> [Tasks to carry out]
1) Answer these from the nursing-home passage, one line each:
(a) Where in the nursing home did the narrator find Gram?
(b) During the Mother's Day visit, what did the narrator spend most of the time trying to explain?
(c) What did Gram try to do after she began to shake?
2) Reproduce part of the nursing-home passage word for word, beginning at the words "I bounced through" and ending after "the fucking best.".
3) Continue the nursing-home passage from its last sentence.

> [Given passage]
● ● ●

I bounced through the nursing home, already thinking about what I was going to say when Time Magazine honored me as Man of the Year, and found Gram in the recreation area, sitting on one end of a horseshoe formation of old people. I went in—hoping I wasn’t interrupting a very sad game of Duck, Duck, Goose—and made my approach, waiting for Gram to recognize me. It’s taken longer lately and some faces have completely fallen away for her—I spent most of our Mother’s Day visit trying to explain that my father was not her father, proving that I think I’m so great at talking that I can restore brain function in dementia patients—but I was sure she’d remember me. As stated above, I’m the fucking best.

The spark of recognition never lit on her face, so I put my arm around her and said “It’s Jason”, assuming that using the extra syllable in my name would make me a shoo-in for a Presidential Medal of Freedom. But instead of hearing, “Hey, it’s me, Jason!” she heard “It’s Jason…”

“OH MY GOD! OH NO! HE DIED?” she said, as tears streamed down her face and she began to shake. She tried to stand up—which is a very bad idea for her—and let out a howl.

● ● ●

> [Dataset records]

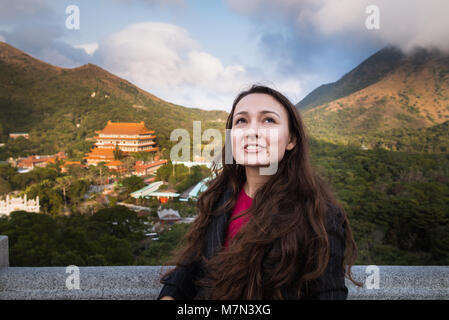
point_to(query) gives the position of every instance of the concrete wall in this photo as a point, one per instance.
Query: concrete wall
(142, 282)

● ● ●

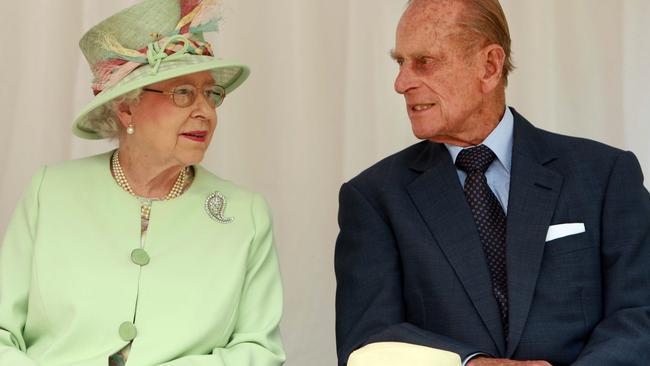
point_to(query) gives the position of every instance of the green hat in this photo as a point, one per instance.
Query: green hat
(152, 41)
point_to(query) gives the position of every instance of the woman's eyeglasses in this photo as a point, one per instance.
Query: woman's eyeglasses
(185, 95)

● ● ●

> [Answer list]
1)
(a) In the recreation area, sitting on one end of a horseshoe formation of old people.
(b) That the narrator's father was not her father.
(c) She tried to stand up and let out a howl.

2)
I bounced through the nursing home, already thinking about what I was going to say when Time Magazine honored me as Man of the Year, and found Gram in the recreation area, sitting on one end of a horseshoe formation of old people. I went in—hoping I wasn’t interrupting a very sad game of Duck, Duck, Goose—and made my approach, waiting for Gram to recognize me. It’s taken longer lately and some faces have completely fallen away for her—I spent most of our Mother’s Day visit trying to explain that my father was not her father, proving that I think I’m so great at talking that I can restore brain function in dementia patients—but I was sure she’d remember me. As stated above, I’m the fucking best.

3)
“Why didn’t they tell me?!? NOOOOO!”

The nice lady in charge got me some tissues to mop up my grandmother’s tears, then got her acoustic guitar and led the rest of the room in a rousing rendition of “You Are My Sunshine” while I tried to convince my grandmother that I wasn’t dead.

Between bouts of shaking sadness, my grandmother looked at me and said “It will be okay. I won’t be mad if you just tell me the truth.” Then a growing group of octogenarians sang a round of “Row, Row, Row Your Boat.”

“You kind of look like Jason,” she said. “But I know he’s gone.”

“No, he’s me. I’m right here, I’m Jason.”

“No, if Jason was here he’d be punching me around.” she said.

“What? I never punched you.”

“No, but he’d be telling me what to do and yelling,” she laughed.

It’s true, I’ve been more patient since her 30/70 mix of cunning and crazy spilled over into 200 proof dementia, but I did not think her most treasured memories of me are the time I tried to teach her how to buckle her seat belt (“Just put the buckle in the thing with the giant red button. Nope, that’s a Pepsi bottle.”) or the half-hour I spent explaining that putting the empty Slim Jim wrappers back in the can wasn’t a viable way of convincing me she didn’t eat all the Slim Jims (“I’m not mad that you ate them, I just need you to understand that I can tell these wrappers are empty”).

But I thought about it a little bit. She’s been in the home for three years now. I did everything I could to keep her out of there, but the whole process took a lot out of me. It changed me a lot. Maybe I seemed like different person to her because I am a different person. The Jason she knew is dead. Maybe she deserved to cry about that.

For those playing along at home, this is the point where my grandmother made me believe that I might be an impostor.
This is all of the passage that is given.